──────── Passage provided ────────
According to classical electrodynamics, which describes the basic regularities of bremsstrahlung rather accurately, the intensity of bremsstrahlung is proportional to the square of the acceleration of the charged particle (seeRADIATION, ELECTRO MAGNETIC). Since the acceleration is inversely proportional to the mass m of the particle, the bremsstrahlung emitted by the lightest
charged particle, that is, an electron, will be millions of times more intense than the bremsstrahlung emitted by a proton in the same field. For this reason, the bremsstrahlung most often observed and most frequently used in practical applications is that resulting from the deflection of electrons by the electrostatic fields of atomic nuclei and electrons. In particular, the X rays generated in X-ray tubes and the gamma radiation emitted by fast electrons during their passage through a substance are of this nature.
The spectrum of the bremsstrahlung photons is continuous; it breaks off at the maximum possible energy, which is equal to the initial energy of the electron. The intensity of bremsstrahlung is proportional to the square of the atomic number Z of the nucleus in whose field the electron is retarded. This circumstance can be explained by reference to Coulomb’s law and Newton’s second law: according to Coulomb’s law, the force f of interaction between the electron and nucleus is proportional to the charge of the nucleus Ze, where e is the elementary electric charge; according to Newton’s second law, the acceleration is a = f/m. When an electron with energy greater than some critical energy E0 moves in a substance, the electron is slowed primarily through the generation of bremsstrahlung. For example, E0 = 10 million electron volts (MeV) for lead and E0 ≈ 200 MeV for air. At lower energies, energy losses as a result of excitation and ionization of atoms predominate.
──────── Listed entries ────────
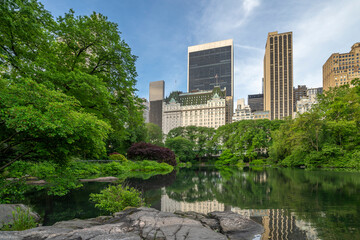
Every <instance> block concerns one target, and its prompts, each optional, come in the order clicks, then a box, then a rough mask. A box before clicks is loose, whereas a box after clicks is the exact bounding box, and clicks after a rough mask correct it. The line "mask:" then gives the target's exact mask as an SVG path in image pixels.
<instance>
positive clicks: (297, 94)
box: [293, 85, 307, 112]
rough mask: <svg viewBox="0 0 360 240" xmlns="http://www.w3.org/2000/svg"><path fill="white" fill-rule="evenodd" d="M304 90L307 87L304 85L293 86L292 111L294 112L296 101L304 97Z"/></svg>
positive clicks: (306, 87) (304, 94)
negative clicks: (296, 86)
mask: <svg viewBox="0 0 360 240" xmlns="http://www.w3.org/2000/svg"><path fill="white" fill-rule="evenodd" d="M306 92H307V87H306V85H298V87H297V88H296V87H294V94H293V96H294V99H293V100H294V102H293V107H294V112H296V103H297V101H299V100H300V99H301V98H302V97H306Z"/></svg>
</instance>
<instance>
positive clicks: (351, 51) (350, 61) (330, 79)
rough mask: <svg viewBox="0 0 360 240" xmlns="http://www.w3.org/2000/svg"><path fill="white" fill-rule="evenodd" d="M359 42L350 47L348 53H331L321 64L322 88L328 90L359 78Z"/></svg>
mask: <svg viewBox="0 0 360 240" xmlns="http://www.w3.org/2000/svg"><path fill="white" fill-rule="evenodd" d="M359 57H360V42H358V43H355V44H354V45H353V46H352V47H351V51H350V52H349V53H340V54H339V53H333V54H331V56H330V57H329V58H328V60H327V61H326V63H325V64H324V65H323V89H324V91H327V90H329V88H331V87H337V86H341V85H344V84H350V86H351V80H353V79H354V78H360V68H359V61H360V59H359Z"/></svg>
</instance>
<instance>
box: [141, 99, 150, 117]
mask: <svg viewBox="0 0 360 240" xmlns="http://www.w3.org/2000/svg"><path fill="white" fill-rule="evenodd" d="M142 100H143V101H144V102H143V103H142V104H143V105H144V110H143V118H144V122H145V123H148V122H149V111H150V103H149V102H148V100H147V99H146V98H143V99H142Z"/></svg>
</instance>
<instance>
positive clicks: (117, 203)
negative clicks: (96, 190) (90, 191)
mask: <svg viewBox="0 0 360 240" xmlns="http://www.w3.org/2000/svg"><path fill="white" fill-rule="evenodd" d="M140 195H141V193H140V192H139V191H138V190H136V189H134V188H131V187H129V186H122V185H120V184H119V185H117V186H109V187H108V188H105V189H104V190H102V191H101V192H100V193H99V194H95V193H92V194H90V200H91V201H94V202H96V204H95V207H97V208H99V209H102V210H106V211H109V212H111V213H115V212H120V211H122V210H124V209H125V208H126V207H141V206H144V199H142V198H141V196H140Z"/></svg>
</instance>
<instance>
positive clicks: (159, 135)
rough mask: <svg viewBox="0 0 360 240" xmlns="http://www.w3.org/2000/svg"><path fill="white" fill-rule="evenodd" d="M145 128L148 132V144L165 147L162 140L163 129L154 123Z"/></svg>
mask: <svg viewBox="0 0 360 240" xmlns="http://www.w3.org/2000/svg"><path fill="white" fill-rule="evenodd" d="M145 127H146V130H147V138H146V142H149V143H151V144H154V145H157V146H160V147H163V146H164V143H163V140H162V139H163V134H162V130H161V128H160V127H159V126H158V125H156V124H154V123H146V124H145Z"/></svg>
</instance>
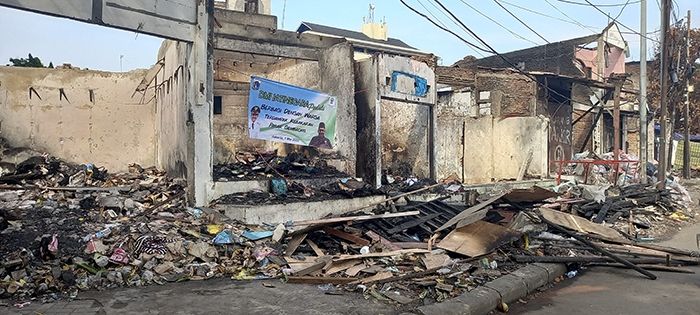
────────
[Job item A] In the bremsstrahlung text, what value is given for the critical energy E0 in lead?
[Job item B] Carry the bremsstrahlung text forward from its final sentence.

[Written reply A] 10 million electron volts (10 MeV).

[Written reply B]
The deflection of an electron in the electric field of a nucleus and atomic electrons is a purely electromagnetic process and is most accurately described by quantum electrodynamics (seeQUANTUM FIELD THEORY). For electron energies that are not extremely high, good agreement between theory and experiment can be obtained by considering only the Coulomb field of the nucleus. According to quantum electrodynamics, within the field of the nucleus there is a definite probability of the quantum transition of the electron to a state of lower energy with the emission of, generally, a single photon (the probability of the emission of a greater number of photons is low). Since the photon’s energy E is equal to the difference between the initial and final energies of the electron, the spectrum of bremsstrahlung (Figure 1) has a sharp boundary at the photon energy that is equal to the initial kinetic energy of the electron Te. The probability of radiation during the elementary deflection event is proportional to Z2; consequently, targets made of materials with a high Z, such as lead and platinum, are used to increase the yield of bremsstrahlung photons from electron beams.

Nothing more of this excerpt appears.